─── LISTED RECORDS ───

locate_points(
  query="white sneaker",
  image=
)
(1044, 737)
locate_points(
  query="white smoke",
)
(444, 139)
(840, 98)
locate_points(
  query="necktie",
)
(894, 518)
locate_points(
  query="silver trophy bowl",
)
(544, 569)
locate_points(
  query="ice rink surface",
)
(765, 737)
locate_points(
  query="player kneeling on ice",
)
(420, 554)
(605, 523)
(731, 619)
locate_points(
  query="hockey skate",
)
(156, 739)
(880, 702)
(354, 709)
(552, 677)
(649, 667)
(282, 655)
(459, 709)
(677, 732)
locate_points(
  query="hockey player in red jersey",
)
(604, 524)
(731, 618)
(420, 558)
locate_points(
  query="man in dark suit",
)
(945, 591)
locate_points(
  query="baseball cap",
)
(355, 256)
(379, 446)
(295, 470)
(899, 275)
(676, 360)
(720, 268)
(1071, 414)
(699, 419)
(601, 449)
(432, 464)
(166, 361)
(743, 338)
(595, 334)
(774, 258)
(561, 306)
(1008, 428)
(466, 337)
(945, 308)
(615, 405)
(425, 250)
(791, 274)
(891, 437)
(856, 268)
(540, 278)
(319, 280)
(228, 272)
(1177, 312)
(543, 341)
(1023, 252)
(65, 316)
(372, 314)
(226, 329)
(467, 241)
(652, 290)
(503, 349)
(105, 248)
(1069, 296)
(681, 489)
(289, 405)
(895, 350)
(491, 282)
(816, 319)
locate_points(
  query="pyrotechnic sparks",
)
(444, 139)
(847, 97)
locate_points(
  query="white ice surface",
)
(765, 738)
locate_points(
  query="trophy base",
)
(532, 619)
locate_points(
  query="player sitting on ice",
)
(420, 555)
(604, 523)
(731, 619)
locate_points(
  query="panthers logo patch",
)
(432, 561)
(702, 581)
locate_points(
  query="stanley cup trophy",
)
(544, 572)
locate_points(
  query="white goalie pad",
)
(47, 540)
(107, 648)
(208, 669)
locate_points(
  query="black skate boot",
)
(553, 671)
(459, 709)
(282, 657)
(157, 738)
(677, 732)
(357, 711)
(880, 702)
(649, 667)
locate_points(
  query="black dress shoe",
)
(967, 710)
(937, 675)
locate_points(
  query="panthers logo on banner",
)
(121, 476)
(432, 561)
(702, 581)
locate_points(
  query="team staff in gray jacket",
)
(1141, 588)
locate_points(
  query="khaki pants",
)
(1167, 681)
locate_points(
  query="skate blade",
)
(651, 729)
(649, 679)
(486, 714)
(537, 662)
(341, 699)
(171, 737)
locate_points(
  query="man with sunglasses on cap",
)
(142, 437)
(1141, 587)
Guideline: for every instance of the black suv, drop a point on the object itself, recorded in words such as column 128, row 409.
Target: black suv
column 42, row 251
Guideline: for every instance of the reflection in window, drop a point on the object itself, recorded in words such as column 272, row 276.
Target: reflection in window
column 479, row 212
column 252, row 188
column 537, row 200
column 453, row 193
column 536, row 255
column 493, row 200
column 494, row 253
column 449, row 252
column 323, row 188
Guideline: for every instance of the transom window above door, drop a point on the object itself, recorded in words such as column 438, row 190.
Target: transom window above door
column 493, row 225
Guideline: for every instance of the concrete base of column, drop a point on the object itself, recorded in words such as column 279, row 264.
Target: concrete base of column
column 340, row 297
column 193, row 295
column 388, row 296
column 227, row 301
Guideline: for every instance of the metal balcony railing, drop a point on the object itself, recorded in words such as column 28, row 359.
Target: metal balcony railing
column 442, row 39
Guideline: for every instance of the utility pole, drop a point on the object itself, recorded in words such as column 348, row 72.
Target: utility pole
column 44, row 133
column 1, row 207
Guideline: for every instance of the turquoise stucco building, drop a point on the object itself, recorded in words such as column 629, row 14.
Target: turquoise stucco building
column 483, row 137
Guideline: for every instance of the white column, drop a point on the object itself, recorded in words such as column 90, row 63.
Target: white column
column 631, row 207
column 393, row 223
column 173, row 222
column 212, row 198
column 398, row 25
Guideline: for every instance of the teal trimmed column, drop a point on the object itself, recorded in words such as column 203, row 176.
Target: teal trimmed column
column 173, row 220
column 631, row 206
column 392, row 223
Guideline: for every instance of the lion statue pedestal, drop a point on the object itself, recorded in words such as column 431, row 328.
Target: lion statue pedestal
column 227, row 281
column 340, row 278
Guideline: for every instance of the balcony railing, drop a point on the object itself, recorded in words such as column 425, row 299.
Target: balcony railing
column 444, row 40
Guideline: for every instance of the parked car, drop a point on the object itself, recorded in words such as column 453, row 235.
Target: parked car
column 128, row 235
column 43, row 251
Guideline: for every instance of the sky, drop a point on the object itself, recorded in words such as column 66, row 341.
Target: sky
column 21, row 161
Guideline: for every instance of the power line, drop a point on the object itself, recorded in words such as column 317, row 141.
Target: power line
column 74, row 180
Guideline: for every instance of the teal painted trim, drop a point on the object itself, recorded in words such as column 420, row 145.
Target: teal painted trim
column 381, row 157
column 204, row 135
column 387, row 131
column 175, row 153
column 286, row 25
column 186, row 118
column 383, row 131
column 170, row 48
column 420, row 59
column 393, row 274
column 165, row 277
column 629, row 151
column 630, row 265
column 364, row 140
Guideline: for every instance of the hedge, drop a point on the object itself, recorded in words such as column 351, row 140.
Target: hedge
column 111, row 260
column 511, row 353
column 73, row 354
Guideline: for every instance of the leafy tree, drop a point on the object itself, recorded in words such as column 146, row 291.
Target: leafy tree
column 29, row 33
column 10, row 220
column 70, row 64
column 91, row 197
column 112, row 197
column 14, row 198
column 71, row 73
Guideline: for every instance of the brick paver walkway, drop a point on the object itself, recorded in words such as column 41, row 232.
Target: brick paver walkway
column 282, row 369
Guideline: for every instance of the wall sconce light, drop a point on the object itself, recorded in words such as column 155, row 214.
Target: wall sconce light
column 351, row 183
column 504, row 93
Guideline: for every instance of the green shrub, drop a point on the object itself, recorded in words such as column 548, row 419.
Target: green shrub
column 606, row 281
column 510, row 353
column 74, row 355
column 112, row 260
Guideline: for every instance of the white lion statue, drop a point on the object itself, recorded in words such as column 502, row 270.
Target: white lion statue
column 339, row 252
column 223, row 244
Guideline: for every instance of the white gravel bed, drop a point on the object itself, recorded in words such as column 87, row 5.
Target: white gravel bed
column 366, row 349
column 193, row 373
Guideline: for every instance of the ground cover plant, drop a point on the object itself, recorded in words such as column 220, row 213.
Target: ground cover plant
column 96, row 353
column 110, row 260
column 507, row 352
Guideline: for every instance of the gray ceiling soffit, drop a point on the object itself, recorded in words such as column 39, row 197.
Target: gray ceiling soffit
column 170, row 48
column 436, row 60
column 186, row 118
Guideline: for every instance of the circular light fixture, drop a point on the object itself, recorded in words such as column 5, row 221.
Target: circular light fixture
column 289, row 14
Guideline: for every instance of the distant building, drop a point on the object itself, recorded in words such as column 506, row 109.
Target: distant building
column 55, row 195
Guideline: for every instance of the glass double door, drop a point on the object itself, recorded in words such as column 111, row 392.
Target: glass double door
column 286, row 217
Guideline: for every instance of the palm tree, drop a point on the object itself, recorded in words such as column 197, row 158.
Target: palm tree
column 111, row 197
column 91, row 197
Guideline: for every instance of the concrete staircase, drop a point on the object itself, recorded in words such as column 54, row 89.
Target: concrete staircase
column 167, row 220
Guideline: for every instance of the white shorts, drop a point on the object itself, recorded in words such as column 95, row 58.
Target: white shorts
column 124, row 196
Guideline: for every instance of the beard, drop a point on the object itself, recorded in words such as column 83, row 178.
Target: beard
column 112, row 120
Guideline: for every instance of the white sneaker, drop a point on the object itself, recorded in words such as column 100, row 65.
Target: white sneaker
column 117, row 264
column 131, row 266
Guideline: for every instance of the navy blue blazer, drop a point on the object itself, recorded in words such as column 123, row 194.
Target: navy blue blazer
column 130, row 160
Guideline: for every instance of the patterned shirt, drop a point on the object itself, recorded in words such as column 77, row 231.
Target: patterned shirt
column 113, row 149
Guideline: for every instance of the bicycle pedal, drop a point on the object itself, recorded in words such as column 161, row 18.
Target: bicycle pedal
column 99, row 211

───

◆ **WHAT THIS TASK INVOLVES**: The lines above from the one containing "Guideline: for every instance of the turquoise" through the one containing "Guideline: for every instance of the white column, drop" are to be set down exactly, and no others.

◆ **SOLUTION FOR THIS EXERCISE**:
Guideline: for every instance of the turquoise stucco building, drop a point on the object itself, recorded in words such as column 629, row 14.
Target: turquoise stucco building
column 483, row 137
Guideline: for every instance of the white column, drop a point on the object itself, recorded in words such as column 90, row 63.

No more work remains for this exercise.